▸ **Reading text**:

But before we dive into all of that, we should begin, naturally, at the beginning. Every web project starts with some degree
of planning—with making decisions about what you’re trying to achieve, how things are going to look, how they’ll behave,
and so on.
So far in our journey together, I’ve been making all these kinds of decisions on your behalf. You’ve just followed along
dutifully and trusted me to be right. Thankfully, for your sake, I’m every bit as thoughtful and intelligent as I am humble.
Wait—
Anyway, sooner or later it’ll be time for you to build your first real Symphony site on your own, and you’re going to need to
be able to scope the project yourself, map it out, manage its development, and so on. And even if you’ve done this sort of
thing before, it can all look a bit different when you add Symphony to the mix. As with any tool, Symphony will impose a
certain amount of structure, and certain kinds of conditions, on how you go about things. Getting your thinking attuned to
the system early in the process will be an important first step whenever you’re about to embark on a new project.
My goal in this chapter, then, is to equip you with tools and techniques that will help you plan Symphony projects
effectively. We’ll try to keep things brief. I want to talk about three separate planning topics—preparation, project
architecture, and workflows—and for each I’ll just quickly review some helpful techniques and pointers.
Whatever your role—hobbyist, independent developer, project manager—my hope is that you’ll leave this chapter feeling
confident in your ability to map out and orchestrate Symphony projects large and small.

Planning to Plan
Blah

Be Open
Every project will be different. Sometimes you know right away how you want a site to look and feel. Other times, it’s the
content and interactions that are most clear from the outset.
Rather than always forcing yourself to proceed in this or that particular way, try to recognize what it is that you’ve got in
the beginning and let that drive the planning process.
If what you’re starting with is a vision of an interface or a user experience, so be it. You can plan from the outside in, from
sketches and wireframes to front-end architecture and down to the content, letting your vision of the user’s experience
guide you.
If, on the other hand, the first thing you’ve got is a well-defined data model, then you can take an inside-out approach,
starting with content outlines and data flow charts and letting those determine the site’s structure and design.
Now, of course, if you’ve already got a tried and true method of scoping and planning projects, by all means feel free to
stick to it if it works for you. But in my experience no one approach is inherently better than any other. It all depends on the
circumstance. And sometimes trying to prematurely force a great content-driven idea into wireframing, or a purely visual
idea into abstract data modeling, can kill momentum and wind up being counter-productive.

Lurk in the Community
Symphony’s is a vibrant open source community where conversation is constant and new projects and ideas are
surfacing all the time. When you’re gearing up to start a new project, spend a little bit of extra time tuning into the
community chatter. Chances are, other people are out there solving problems very similar to yours, and you’ll be able to
learn from the questions they ask and the solutions they find. You can also gather inspiration from among the
community’s ever-stunning showcase sites, or keep an eye on the development roadmap to see what changes are
coming to the system.
The first and best place to go is the Symphony website: http://symphony-cms.com/community. But there are other places
to find fellow Symphonists too:
IRC: #symphony on Freenode
Twitter: via the #symphonycms hashtag
Convore: http://convore.com/symphonycms

Research Extensions
The other reason to become a regular on the Symphony website is that you want to be intimately familiar with the
extensions ecosystem.

▸ **Required actions**:
(1) In the text on planning Symphony projects, what three planning topics does the chapter cover?
(2) Return the passage from the text on planning Symphony projects that begins at the words "Whatever your role—hobbyist, independent" and stops after "the planning process.".
The material after this text comes from a separate source.

▸ **Records**:

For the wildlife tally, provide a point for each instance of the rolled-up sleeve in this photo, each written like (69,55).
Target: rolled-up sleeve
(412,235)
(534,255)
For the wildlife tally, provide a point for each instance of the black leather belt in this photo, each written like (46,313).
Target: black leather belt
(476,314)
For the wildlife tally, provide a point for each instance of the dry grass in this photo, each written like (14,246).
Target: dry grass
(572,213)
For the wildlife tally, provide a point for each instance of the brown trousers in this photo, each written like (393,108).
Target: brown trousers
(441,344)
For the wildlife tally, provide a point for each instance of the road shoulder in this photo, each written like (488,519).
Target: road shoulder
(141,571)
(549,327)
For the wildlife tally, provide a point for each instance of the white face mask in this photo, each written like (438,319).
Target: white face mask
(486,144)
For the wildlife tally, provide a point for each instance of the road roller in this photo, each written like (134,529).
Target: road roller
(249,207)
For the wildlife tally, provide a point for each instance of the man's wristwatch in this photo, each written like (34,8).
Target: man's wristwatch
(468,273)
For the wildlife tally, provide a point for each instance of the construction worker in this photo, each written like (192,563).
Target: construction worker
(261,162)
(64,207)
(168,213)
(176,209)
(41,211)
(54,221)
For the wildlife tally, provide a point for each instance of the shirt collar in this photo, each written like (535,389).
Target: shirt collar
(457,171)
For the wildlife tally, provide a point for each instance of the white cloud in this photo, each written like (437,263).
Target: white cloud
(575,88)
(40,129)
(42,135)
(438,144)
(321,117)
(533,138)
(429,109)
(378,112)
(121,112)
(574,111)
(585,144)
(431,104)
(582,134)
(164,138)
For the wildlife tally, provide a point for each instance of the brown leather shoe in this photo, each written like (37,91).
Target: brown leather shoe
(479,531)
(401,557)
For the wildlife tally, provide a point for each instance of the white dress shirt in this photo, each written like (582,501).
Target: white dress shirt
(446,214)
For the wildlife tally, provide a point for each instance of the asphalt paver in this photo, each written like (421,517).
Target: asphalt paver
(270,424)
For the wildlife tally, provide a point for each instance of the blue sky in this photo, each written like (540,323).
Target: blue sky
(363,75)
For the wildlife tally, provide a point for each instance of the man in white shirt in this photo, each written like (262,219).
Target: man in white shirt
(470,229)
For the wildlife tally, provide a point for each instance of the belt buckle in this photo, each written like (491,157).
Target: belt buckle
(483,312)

▸ **Results for each task**:
(1) Preparation, project architecture, and workflows.

(2)
Whatever your role—hobbyist, independent developer, project manager—my hope is that you’ll leave this chapter feeling
confident in your ability to map out and orchestrate Symphony projects large and small.

Planning to Plan
Blah

Be Open
Every project will be different. Sometimes you know right away how you want a site to look and feel. Other times, it’s the
content and interactions that are most clear from the outset.
Rather than always forcing yourself to proceed in this or that particular way, try to recognize what it is that you’ve got in
the beginning and let that drive the planning process.